Document excerpt:

((

781 - The Development of Medicine Wheel Park

Dr. Joe Stickler, longtime Valley City State University professor, inspired students and the community to build Medicine Wheel Park.
A solar horizon calendar is the centerpiece of Medicine Wheel park. And it's a Native American symbol. Hundreds of them are found out in the west, and the best one is found in the Bighorn Mountains.
When I moved in 1981 to Valley City, I was here one week after classes started. And the biology professor said, come with me after classes today and I'll show you an interesting place on campus. And he walked me up through the woods to this place. There was nothing there. There were no buildings. There was the winter show building and maybe one motel, but for other developments, there was none. And I thought this would be a perfect place for a medicine wheel.
So in 1992, my partner Diana Skroch, and I were on our summer camping trip. On the way home, I decided we would stop and camp near the Medicine Wheel in the Bighorn Mountains. It's about a mile and a quarter up to it. And we walked up there, and instantly I saw that it was made all with little rocks. And I knew that I could do that with my class. And that was the beginning.

))

Requirement: In the text on Medicine Wheel Park, what is the centerpiece of the park?

Available data:
((

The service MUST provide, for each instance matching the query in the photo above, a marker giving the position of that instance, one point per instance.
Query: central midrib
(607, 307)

))
((

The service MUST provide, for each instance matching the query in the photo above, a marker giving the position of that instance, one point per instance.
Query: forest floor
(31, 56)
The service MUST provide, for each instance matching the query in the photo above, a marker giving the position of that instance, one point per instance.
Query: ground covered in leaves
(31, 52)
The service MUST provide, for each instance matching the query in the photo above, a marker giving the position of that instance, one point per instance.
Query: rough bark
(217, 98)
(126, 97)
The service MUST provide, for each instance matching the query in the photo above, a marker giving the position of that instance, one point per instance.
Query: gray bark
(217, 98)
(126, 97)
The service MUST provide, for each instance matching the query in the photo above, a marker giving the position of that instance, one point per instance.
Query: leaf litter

))
((

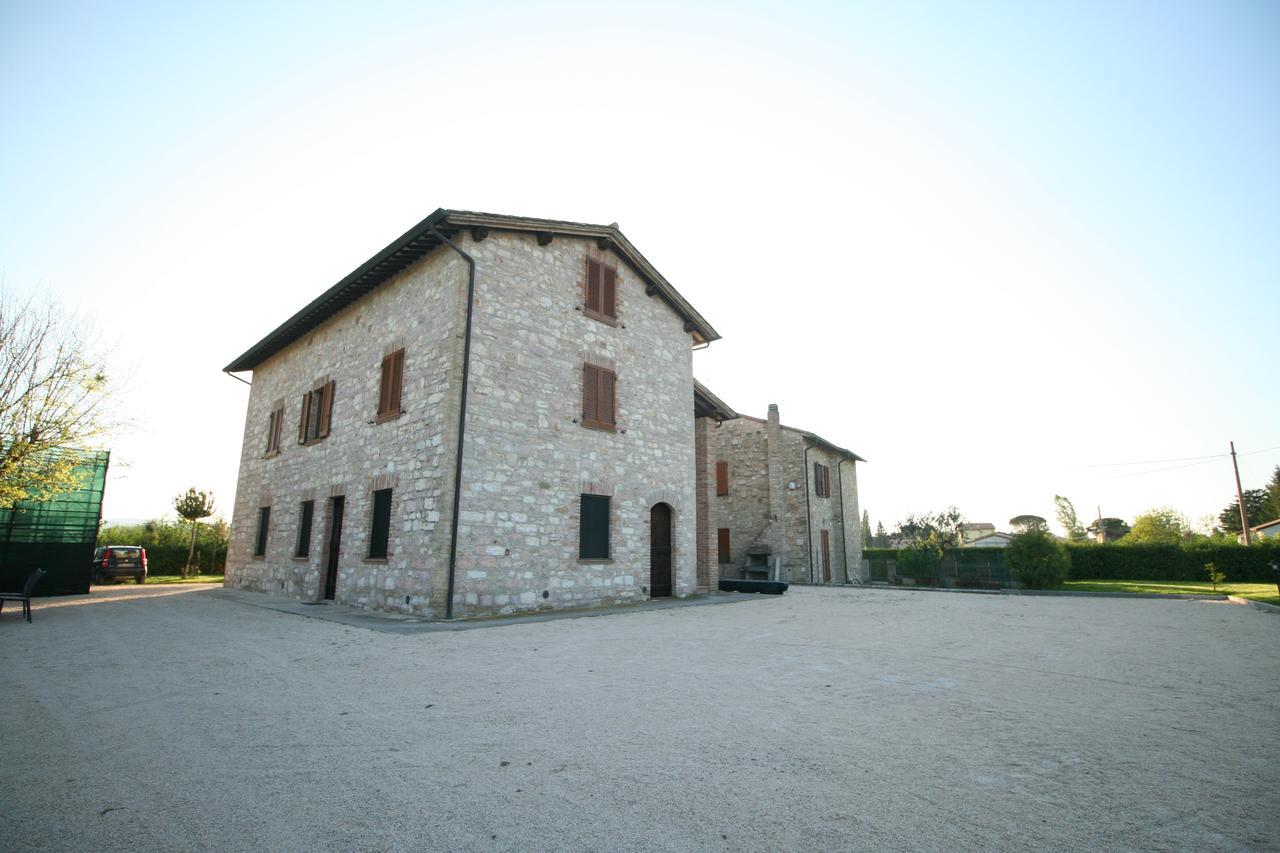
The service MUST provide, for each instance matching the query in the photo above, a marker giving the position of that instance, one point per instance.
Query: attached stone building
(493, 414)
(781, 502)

))

Task result: A solar horizon calendar.